[START Records to use]
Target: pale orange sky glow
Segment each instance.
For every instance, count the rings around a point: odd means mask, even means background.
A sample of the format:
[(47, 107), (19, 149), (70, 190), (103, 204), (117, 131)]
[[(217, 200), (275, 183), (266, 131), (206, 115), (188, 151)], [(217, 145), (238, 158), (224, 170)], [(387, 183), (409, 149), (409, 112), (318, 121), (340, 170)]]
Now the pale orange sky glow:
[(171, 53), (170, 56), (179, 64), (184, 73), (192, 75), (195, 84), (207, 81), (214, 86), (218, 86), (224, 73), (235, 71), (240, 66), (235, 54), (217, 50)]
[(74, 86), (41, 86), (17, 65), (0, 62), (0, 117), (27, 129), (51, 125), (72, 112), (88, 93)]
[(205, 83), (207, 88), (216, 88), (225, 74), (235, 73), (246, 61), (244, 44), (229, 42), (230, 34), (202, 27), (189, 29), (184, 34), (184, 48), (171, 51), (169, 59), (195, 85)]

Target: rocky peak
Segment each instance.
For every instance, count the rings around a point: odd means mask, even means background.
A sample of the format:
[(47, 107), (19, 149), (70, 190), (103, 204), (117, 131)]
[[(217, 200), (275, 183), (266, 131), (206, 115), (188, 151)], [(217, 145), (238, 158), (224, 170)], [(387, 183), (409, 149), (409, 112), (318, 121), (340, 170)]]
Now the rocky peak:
[END Records to use]
▸ Short exercise: Please print every line of the records above verbatim, from the first line through the last, keeping the original order.

▸ Output of the exercise:
Target: pale orange sky glow
Segment each instance.
For every instance, count the rings around a point: odd means mask, even means background.
A sample of the format:
[(47, 107), (19, 149), (70, 190), (103, 204), (117, 131)]
[[(217, 200), (275, 183), (266, 131), (206, 115), (188, 151)], [(217, 145), (238, 158), (224, 170)], [(387, 183), (409, 149), (409, 112), (318, 121), (340, 170)]]
Now the pale orange sky glow:
[(171, 53), (170, 56), (179, 64), (184, 73), (192, 75), (195, 84), (207, 81), (214, 86), (218, 86), (224, 73), (235, 71), (240, 66), (235, 54), (217, 50)]
[(74, 86), (41, 86), (17, 65), (0, 62), (0, 117), (27, 129), (51, 125), (72, 112), (88, 93)]
[(205, 83), (207, 88), (216, 88), (225, 74), (235, 73), (246, 61), (244, 44), (229, 42), (230, 34), (202, 27), (189, 29), (184, 34), (184, 48), (171, 51), (169, 59), (195, 85)]

Target: rocky peak
Segment each instance.
For every instance, count the rings around a point: odd means mask, even means background.
A sample of the format:
[(47, 107), (19, 149), (70, 190), (103, 204), (117, 131)]
[[(217, 200), (275, 183), (266, 131), (206, 115), (188, 151)], [(217, 145), (238, 158), (224, 170)], [(387, 183), (409, 149), (409, 112), (318, 121), (340, 170)]]
Now the rocky peak:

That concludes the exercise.